- Source document
--------------------
Ev’Yan Whitney: I’m curious to how it was you decided to identify as an eco-sexual. What was that process like? How did you know? How did you come to find out that, “Yes, this is me. This is who I am.”

Luna Dietrich: I didn’t grow up having a strong connection to nature. I watched a lot of television as a kid. I was inside a lot but then fortunately, like so fortunately and so much privileges that I got to go to this amazing little school called Warren Wilson College that’s nestled in the mountain top side of Asheville, North Carolina. It’s on a thousand acres Farm and all of the students worked for the college. I got to be on the herb crew where we would grow and create plant medicine for the students. I was also studying chemistry and getting a degree in chemistry so I had this amazing balance of stimulating my brain and kind of like having sex with my brain and the realm of math, chemistry, physics and I had this amazing connection with the plants. So that’s where I really came into myself of knowing that this was such a deep part of me. After graduating, I travelled to the other side of the world and I fell in love with a woman. I learnt so much about my sexuality and dismantled so many stories of my sexuality that I thought I needed to please and care take men and that my pleasure was for men and for someone other than me. So I had this two pieces of knowing that I was so in love with plant medicine and so in love with the plant world and then having this huge awakening and curiosity with sex and then having these nerdy brain cells that loves systems because that’s what drove me to study chemistry. Soon after that, when I started my business of Pussy Witch, I learned of the term eco-sex and it just all came together. I was like, “Holy Shit, that’s me”.

Ev’Yan Whitney: You’re talking about how eco-sexuality is like a sexual identity but it’s also like a movement like it’s an environmental justice kind of movement and so I wondered if you could speak more of what that looks like in practice like what kinds of things are eco-sexual activists doing, not just in terms of like how they’re, you know, healing the planet, helping the planet but also the ways in which they are active in social justice, you know.
--------------------
- Exercise 1
Copy the passage of the interview between "Ev’Yan Whitney: You’re talking" and "justice, you know.", inclusive.
- Exercise 2
Using the interview, explain in one to three sentences why Luna Dietrich studied chemistry.
- Exercise 3
According to the interview, how large is the farm that Warren Wilson College is on?

- Recorded data
--------------------
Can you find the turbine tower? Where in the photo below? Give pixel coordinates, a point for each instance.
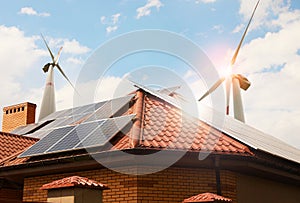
(237, 81)
(48, 101)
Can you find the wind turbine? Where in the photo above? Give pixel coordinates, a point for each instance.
(237, 80)
(48, 101)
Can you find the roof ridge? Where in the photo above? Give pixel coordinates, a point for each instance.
(16, 135)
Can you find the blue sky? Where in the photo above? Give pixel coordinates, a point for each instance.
(269, 56)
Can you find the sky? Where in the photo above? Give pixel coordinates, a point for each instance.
(269, 57)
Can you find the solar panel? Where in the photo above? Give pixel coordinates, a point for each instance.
(95, 133)
(53, 115)
(75, 136)
(27, 129)
(20, 129)
(39, 134)
(50, 139)
(105, 132)
(110, 108)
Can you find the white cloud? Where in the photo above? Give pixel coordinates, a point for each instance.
(112, 25)
(238, 28)
(115, 18)
(102, 19)
(69, 46)
(31, 11)
(272, 64)
(266, 11)
(146, 10)
(110, 29)
(204, 1)
(218, 28)
(75, 61)
(73, 47)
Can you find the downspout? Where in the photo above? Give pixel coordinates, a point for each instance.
(218, 178)
(137, 126)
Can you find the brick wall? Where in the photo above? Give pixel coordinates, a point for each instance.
(171, 185)
(18, 115)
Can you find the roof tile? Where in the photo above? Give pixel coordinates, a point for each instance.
(167, 127)
(206, 197)
(73, 181)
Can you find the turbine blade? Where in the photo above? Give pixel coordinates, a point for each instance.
(62, 72)
(245, 32)
(58, 55)
(228, 87)
(46, 67)
(217, 84)
(237, 100)
(52, 56)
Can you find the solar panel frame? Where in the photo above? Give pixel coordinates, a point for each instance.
(74, 136)
(103, 133)
(44, 144)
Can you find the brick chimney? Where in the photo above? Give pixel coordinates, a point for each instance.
(18, 115)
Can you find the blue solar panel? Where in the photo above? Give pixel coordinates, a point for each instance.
(105, 132)
(44, 144)
(75, 136)
(84, 135)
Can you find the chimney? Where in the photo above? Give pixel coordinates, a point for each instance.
(18, 115)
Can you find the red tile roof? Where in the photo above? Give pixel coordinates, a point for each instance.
(164, 127)
(11, 144)
(206, 197)
(74, 181)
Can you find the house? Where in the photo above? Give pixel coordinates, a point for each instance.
(144, 148)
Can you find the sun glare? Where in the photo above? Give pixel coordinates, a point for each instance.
(225, 71)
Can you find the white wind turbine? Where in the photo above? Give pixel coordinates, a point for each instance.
(237, 80)
(48, 101)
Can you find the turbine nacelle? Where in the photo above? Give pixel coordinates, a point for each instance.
(48, 101)
(237, 81)
(243, 81)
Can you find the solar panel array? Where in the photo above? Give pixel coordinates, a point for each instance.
(66, 117)
(85, 135)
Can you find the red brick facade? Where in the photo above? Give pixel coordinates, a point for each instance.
(171, 185)
(18, 115)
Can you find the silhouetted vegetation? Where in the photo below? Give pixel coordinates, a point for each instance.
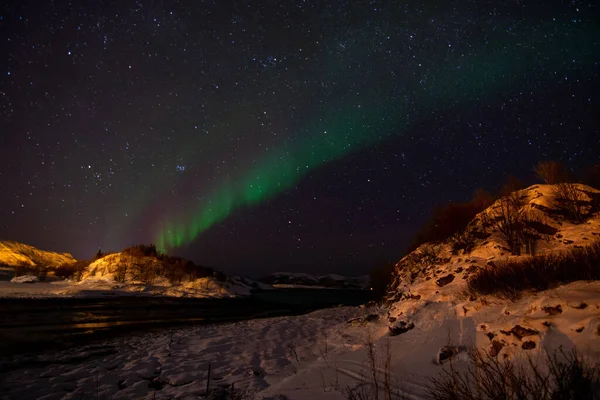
--------------------
- Answer area 1
Ev’Yan Whitney: You’re talking about how eco-sexuality is like a sexual identity but it’s also like a movement like it’s an environmental justice kind of movement and so I wondered if you could speak more of what that looks like in practice like what kinds of things are eco-sexual activists doing, not just in terms of like how they’re, you know, healing the planet, helping the planet but also the ways in which they are active in social justice, you know.

- Answer area 2
Luna Dietrich says she has nerdy brain cells that love systems. That love of systems drove her to study chemistry.

- Answer area 3
A thousand acres.